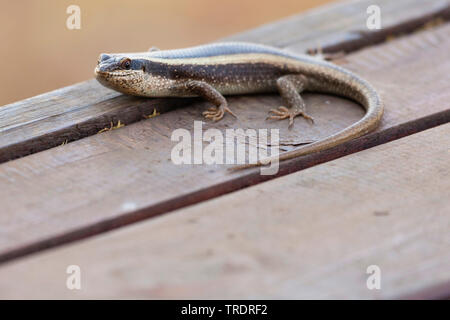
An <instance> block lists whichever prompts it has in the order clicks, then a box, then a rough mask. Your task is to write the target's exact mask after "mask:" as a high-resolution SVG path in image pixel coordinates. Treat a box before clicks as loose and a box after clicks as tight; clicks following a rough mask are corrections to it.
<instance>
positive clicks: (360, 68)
mask: <svg viewBox="0 0 450 320" xmlns="http://www.w3.org/2000/svg"><path fill="white" fill-rule="evenodd" d="M449 34H450V26H449V25H443V26H441V27H439V28H436V29H433V30H428V31H425V32H421V33H417V34H414V35H411V36H408V37H405V38H401V39H398V40H396V41H391V42H389V43H385V44H383V45H380V46H375V47H372V48H367V49H365V50H362V51H360V52H357V53H355V54H352V55H349V56H347V57H346V59H347V63H346V64H345V66H346V67H348V68H350V69H353V70H357V72H358V73H360V74H361V75H362V76H364V77H366V78H367V79H368V80H369V81H371V82H372V83H373V84H374V85H375V87H377V88H378V89H379V90H380V92H381V94H382V96H383V98H384V99H385V102H386V113H385V116H384V118H383V122H382V125H381V127H380V128H379V129H378V131H376V132H375V133H372V134H369V135H366V136H365V137H362V138H360V139H356V140H353V141H351V142H349V143H346V144H344V145H341V146H339V147H336V148H334V149H331V150H328V151H325V152H321V153H317V154H314V155H310V156H306V157H303V158H301V159H294V160H292V161H287V162H286V163H282V164H281V166H280V171H279V174H278V176H281V175H285V174H287V173H290V172H293V171H297V170H300V169H304V168H307V167H310V166H312V165H315V164H318V163H322V162H325V161H329V160H331V159H335V158H337V157H340V156H342V155H345V154H349V153H352V152H356V151H359V150H362V149H366V148H369V147H371V146H374V145H377V144H380V143H384V142H386V141H390V140H392V139H396V138H399V137H402V136H405V135H408V134H411V133H414V132H417V131H420V130H424V129H426V128H430V127H433V126H435V125H438V124H440V123H446V122H449V121H450V108H449V104H448V101H449V100H450V90H448V85H449V83H450V82H449V75H450V72H449V70H450V61H449V59H448V52H449V51H450V37H449ZM327 101H328V102H327ZM306 102H307V104H308V105H309V106H310V107H309V108H310V112H311V113H312V115H313V116H314V117H315V118H316V119H317V123H316V125H314V126H311V125H310V124H308V123H307V122H306V121H301V120H300V121H297V123H296V126H295V130H291V131H289V130H287V129H286V124H283V123H271V124H269V125H271V126H274V127H281V128H282V129H281V130H280V135H281V140H282V141H286V142H287V143H293V144H298V143H301V142H302V141H305V140H309V139H310V138H314V139H317V138H321V137H323V136H325V135H328V134H329V133H331V132H333V131H336V130H339V129H341V128H343V127H345V126H346V125H348V123H349V122H352V121H354V120H355V119H356V118H358V117H360V116H361V114H362V111H361V109H360V108H359V107H358V106H356V105H355V104H351V103H350V102H348V101H346V100H344V99H339V98H335V97H330V96H323V95H309V96H306ZM278 103H279V98H278V97H275V96H254V97H234V98H232V99H230V105H231V107H232V108H233V109H234V110H235V112H236V113H237V114H238V115H239V117H240V120H235V119H233V118H232V117H227V118H226V119H224V121H222V122H220V123H217V124H206V125H205V129H207V128H210V127H216V128H218V129H220V130H222V131H223V130H225V129H227V128H233V127H240V128H246V127H249V126H250V125H253V126H254V127H255V128H264V127H267V126H268V124H267V123H266V122H264V120H263V119H264V118H265V115H266V113H267V110H268V109H269V108H271V106H276V105H277V104H278ZM329 105H332V106H333V108H330V106H329ZM205 106H206V104H205V103H197V104H193V105H192V106H191V108H184V109H178V110H176V111H174V112H168V113H165V114H163V115H161V116H158V117H156V118H153V119H150V120H148V121H141V122H139V123H136V124H133V125H130V126H126V127H125V128H122V129H120V130H115V131H112V132H107V133H104V134H100V135H95V136H91V137H88V138H85V139H82V140H79V141H76V142H74V143H70V144H68V145H64V146H62V147H59V148H54V149H52V150H47V151H45V152H42V153H39V154H33V155H31V156H28V157H25V158H22V159H18V160H16V161H11V162H8V163H4V164H2V165H1V166H0V199H2V214H1V215H0V226H1V232H0V261H6V260H9V259H12V258H16V257H18V256H21V255H24V254H28V253H31V252H35V251H38V250H42V249H45V248H48V247H52V246H55V245H58V244H61V243H64V242H68V241H73V240H75V239H80V238H83V237H87V236H89V235H93V234H97V233H99V232H104V231H106V230H110V229H112V228H115V227H119V226H122V225H125V224H128V223H132V222H135V221H138V220H142V219H145V218H148V217H151V216H154V215H157V214H161V213H164V212H168V211H170V210H174V209H177V208H180V207H182V206H186V205H189V204H193V203H196V202H199V201H203V200H205V199H209V198H212V197H216V196H218V195H221V194H224V193H227V192H230V191H233V190H237V189H239V188H243V187H246V186H249V185H252V184H255V183H258V182H261V181H264V180H267V179H271V178H274V176H261V175H260V174H259V170H249V171H243V172H238V173H234V174H230V173H229V172H227V171H226V168H225V166H206V165H205V166H191V167H189V166H175V165H173V163H172V162H171V161H170V160H169V159H170V154H171V149H172V147H173V146H174V145H175V143H174V142H171V141H170V135H171V133H172V132H173V130H174V129H176V128H185V129H188V130H191V129H192V127H193V121H194V120H197V119H198V118H199V116H200V114H201V110H203V109H204V108H205Z"/></svg>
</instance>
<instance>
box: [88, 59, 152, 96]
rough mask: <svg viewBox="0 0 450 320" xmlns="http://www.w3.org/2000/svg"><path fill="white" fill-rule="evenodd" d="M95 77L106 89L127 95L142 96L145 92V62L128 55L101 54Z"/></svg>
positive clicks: (97, 66)
mask: <svg viewBox="0 0 450 320" xmlns="http://www.w3.org/2000/svg"><path fill="white" fill-rule="evenodd" d="M95 76H96V77H97V80H98V81H99V82H100V83H101V84H102V85H104V86H105V87H108V88H111V89H114V90H117V91H119V92H122V93H126V94H132V95H141V91H143V90H144V79H145V62H144V61H142V60H141V59H132V58H130V57H127V56H126V55H118V54H101V55H100V57H99V59H98V62H97V67H96V68H95Z"/></svg>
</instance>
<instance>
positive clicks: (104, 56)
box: [98, 53, 111, 62]
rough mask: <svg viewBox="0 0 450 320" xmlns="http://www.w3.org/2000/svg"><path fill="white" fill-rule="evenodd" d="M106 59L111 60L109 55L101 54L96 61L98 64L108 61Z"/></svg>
mask: <svg viewBox="0 0 450 320" xmlns="http://www.w3.org/2000/svg"><path fill="white" fill-rule="evenodd" d="M108 59H111V56H110V55H109V54H106V53H102V54H101V55H100V58H99V59H98V60H99V61H100V62H103V61H106V60H108Z"/></svg>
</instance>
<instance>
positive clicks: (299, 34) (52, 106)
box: [0, 0, 450, 162]
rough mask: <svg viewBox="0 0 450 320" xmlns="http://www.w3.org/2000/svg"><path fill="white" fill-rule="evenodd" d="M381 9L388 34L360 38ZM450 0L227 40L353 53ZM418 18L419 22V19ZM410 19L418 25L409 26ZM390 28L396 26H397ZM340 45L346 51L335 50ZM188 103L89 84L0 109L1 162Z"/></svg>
mask: <svg viewBox="0 0 450 320" xmlns="http://www.w3.org/2000/svg"><path fill="white" fill-rule="evenodd" d="M373 4H377V5H379V6H380V7H381V9H382V14H383V15H382V19H383V20H382V21H383V27H384V31H382V32H381V33H380V32H378V33H366V34H364V35H361V34H360V33H355V32H353V31H358V30H365V19H366V17H367V16H366V8H367V6H369V5H373ZM448 6H449V2H448V0H433V1H427V2H424V1H421V0H398V1H388V0H377V1H374V0H364V1H359V2H354V1H351V2H349V3H343V4H338V5H334V6H331V7H325V8H323V9H319V10H316V11H311V12H308V13H307V14H303V15H299V16H296V17H292V18H290V19H287V20H285V21H281V22H277V23H275V24H270V25H267V26H264V27H262V28H259V29H256V30H253V31H250V32H246V33H244V34H241V35H237V36H235V37H231V38H229V40H246V41H254V42H261V43H266V44H271V45H275V46H279V47H286V48H289V49H293V50H296V51H298V52H302V51H306V50H307V49H310V48H315V47H317V46H318V45H319V44H320V45H322V46H324V47H325V49H327V48H328V51H338V50H342V49H345V50H347V51H351V50H354V49H356V48H359V47H361V46H364V45H368V44H370V43H373V42H378V41H380V40H381V39H384V38H385V37H386V36H387V35H388V34H394V35H395V34H398V33H401V32H408V31H410V30H411V29H413V28H414V27H417V26H419V25H420V24H423V23H425V22H426V21H429V20H430V19H433V18H435V17H437V16H439V17H441V18H443V19H448V18H450V17H449V15H450V14H449V12H448V10H446V8H447V7H448ZM417 19H418V20H417ZM411 21H417V22H414V23H411ZM394 26H395V28H394V29H392V27H394ZM339 43H342V45H343V46H342V47H339V46H337V45H338V44H339ZM189 103H190V102H189V101H186V100H170V99H157V100H153V99H151V100H149V99H138V98H132V97H124V96H119V95H118V94H117V93H115V92H113V91H110V90H108V89H105V88H103V87H101V86H100V85H99V84H98V83H96V82H95V81H93V80H91V81H88V82H85V83H81V84H78V85H74V86H70V87H67V88H63V89H60V90H56V91H53V92H50V93H48V94H44V95H41V96H37V97H34V98H30V99H27V100H24V101H20V102H17V103H14V104H10V105H7V106H5V107H2V108H0V162H5V161H8V160H11V159H15V158H18V157H21V156H25V155H28V154H32V153H35V152H38V151H42V150H45V149H49V148H52V147H56V146H59V145H61V144H62V143H64V142H71V141H74V140H78V139H80V138H84V137H86V136H90V135H93V134H95V133H96V132H98V131H99V130H101V129H102V128H105V127H109V126H110V123H111V122H114V123H115V124H116V123H117V122H118V120H120V121H121V123H124V124H130V123H133V122H136V121H139V120H141V119H143V116H144V115H148V114H151V113H152V112H153V109H154V108H156V109H157V110H158V112H161V113H162V112H165V111H168V110H172V109H173V108H174V107H177V106H189Z"/></svg>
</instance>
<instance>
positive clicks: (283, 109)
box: [267, 106, 314, 127]
mask: <svg viewBox="0 0 450 320" xmlns="http://www.w3.org/2000/svg"><path fill="white" fill-rule="evenodd" d="M270 113H273V115H269V116H268V117H267V119H273V120H283V119H288V118H289V127H292V125H293V124H294V118H295V117H296V116H302V117H303V118H305V119H307V120H310V121H311V122H312V123H314V119H313V118H312V117H311V116H309V115H308V114H306V113H305V112H303V111H301V110H292V109H288V108H286V107H283V106H281V107H278V109H270V110H269V114H270Z"/></svg>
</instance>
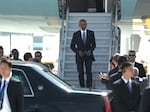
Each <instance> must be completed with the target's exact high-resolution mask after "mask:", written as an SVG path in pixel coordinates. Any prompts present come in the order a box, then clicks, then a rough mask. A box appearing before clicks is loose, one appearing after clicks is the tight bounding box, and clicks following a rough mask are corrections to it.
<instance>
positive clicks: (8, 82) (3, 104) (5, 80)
mask: <svg viewBox="0 0 150 112" xmlns="http://www.w3.org/2000/svg"><path fill="white" fill-rule="evenodd" d="M11 77H12V72H10V75H9V77H7V78H6V79H5V81H6V88H5V91H4V99H3V107H2V109H1V110H0V112H11V107H10V103H9V100H8V94H7V87H8V84H9V80H10V78H11ZM3 84H4V78H2V83H1V87H3Z"/></svg>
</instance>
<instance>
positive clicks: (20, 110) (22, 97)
mask: <svg viewBox="0 0 150 112" xmlns="http://www.w3.org/2000/svg"><path fill="white" fill-rule="evenodd" d="M11 70H12V63H11V61H10V59H8V58H2V59H1V62H0V75H1V76H2V79H1V80H0V112H23V109H24V96H23V86H22V83H21V82H20V81H19V80H17V79H14V78H13V77H12V71H11Z"/></svg>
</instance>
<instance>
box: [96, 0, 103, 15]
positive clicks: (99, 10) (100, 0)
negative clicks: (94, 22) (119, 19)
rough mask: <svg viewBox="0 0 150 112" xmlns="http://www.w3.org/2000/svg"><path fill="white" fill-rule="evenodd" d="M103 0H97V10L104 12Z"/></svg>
mask: <svg viewBox="0 0 150 112" xmlns="http://www.w3.org/2000/svg"><path fill="white" fill-rule="evenodd" d="M103 11H104V9H103V0H96V12H103Z"/></svg>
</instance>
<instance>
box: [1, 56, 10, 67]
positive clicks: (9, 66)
mask: <svg viewBox="0 0 150 112" xmlns="http://www.w3.org/2000/svg"><path fill="white" fill-rule="evenodd" d="M3 63H5V64H7V65H8V66H9V68H11V67H12V63H11V60H10V59H9V58H6V57H4V58H2V59H1V61H0V64H3Z"/></svg>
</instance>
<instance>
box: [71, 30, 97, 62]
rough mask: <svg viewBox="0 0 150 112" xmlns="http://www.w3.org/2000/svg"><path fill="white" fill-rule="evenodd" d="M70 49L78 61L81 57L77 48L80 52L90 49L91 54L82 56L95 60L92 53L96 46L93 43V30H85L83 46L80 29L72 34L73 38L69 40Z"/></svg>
mask: <svg viewBox="0 0 150 112" xmlns="http://www.w3.org/2000/svg"><path fill="white" fill-rule="evenodd" d="M70 47H71V49H72V50H73V51H74V52H75V53H76V62H78V59H82V58H83V57H80V56H79V50H81V51H82V52H85V51H86V52H87V51H88V50H91V55H90V56H85V57H84V58H87V59H92V60H93V61H94V60H95V58H94V55H93V50H94V49H95V47H96V43H95V35H94V32H93V31H91V30H87V33H86V43H85V46H84V43H83V40H82V36H81V31H80V30H78V31H77V32H75V33H74V34H73V38H72V41H71V46H70Z"/></svg>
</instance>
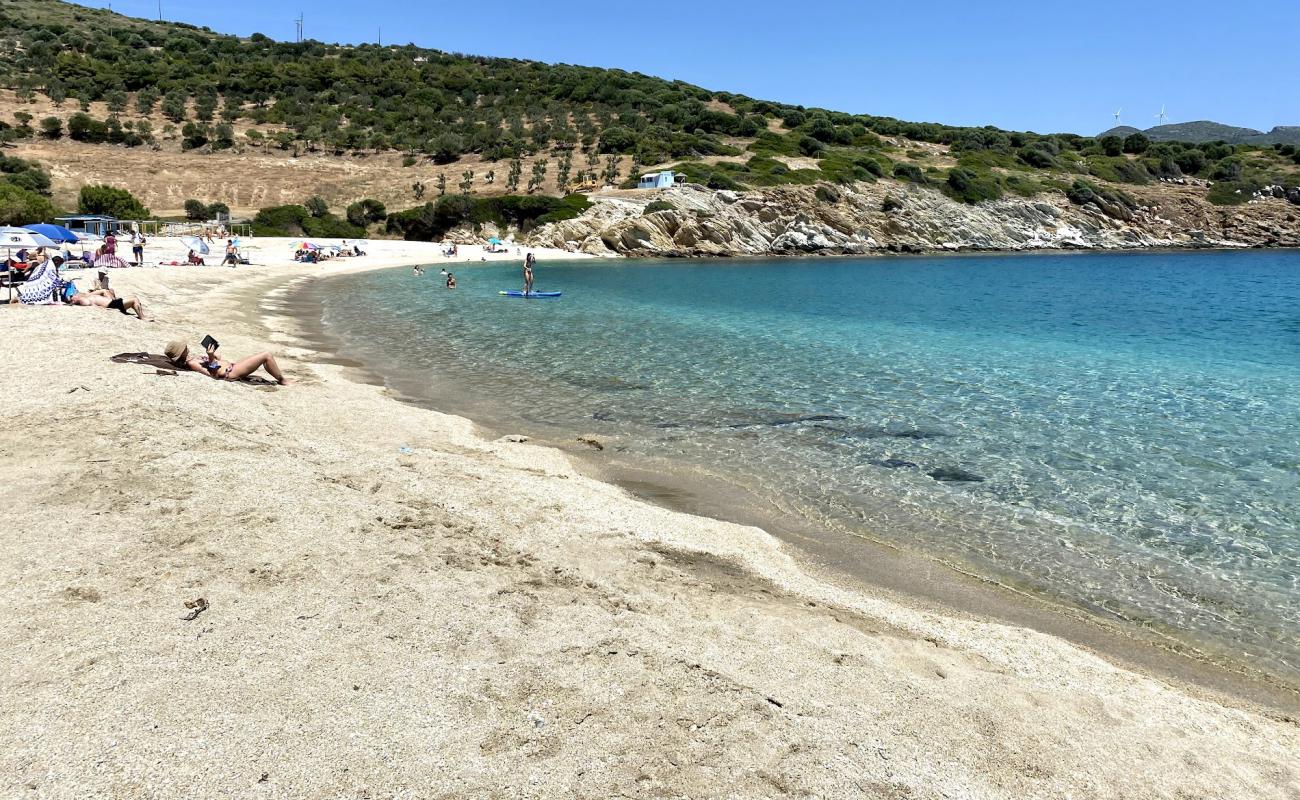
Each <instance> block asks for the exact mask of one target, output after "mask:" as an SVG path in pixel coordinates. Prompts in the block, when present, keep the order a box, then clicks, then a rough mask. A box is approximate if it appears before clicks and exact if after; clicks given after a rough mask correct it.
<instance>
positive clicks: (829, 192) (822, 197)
mask: <svg viewBox="0 0 1300 800" xmlns="http://www.w3.org/2000/svg"><path fill="white" fill-rule="evenodd" d="M815 194H816V199H819V200H822V202H823V203H829V204H835V203H839V202H840V191H839V190H837V189H835V187H833V186H827V185H826V183H822V185H820V186H818V187H816V193H815Z"/></svg>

***

Show every line of the records above that contains the string "positive", copying each one in full. Case counts.

§ **SOLUTION**:
positive clicks: (360, 68)
positive clicks: (97, 66)
positive clicks: (104, 56)
positive clicks: (299, 34) (52, 106)
positive clicks: (283, 109)
positive clicks: (8, 82) (3, 104) (5, 80)
positive clicks: (20, 110) (22, 97)
positive clicks: (99, 10) (100, 0)
positive clicks: (9, 66)
positive clicks: (829, 192) (822, 197)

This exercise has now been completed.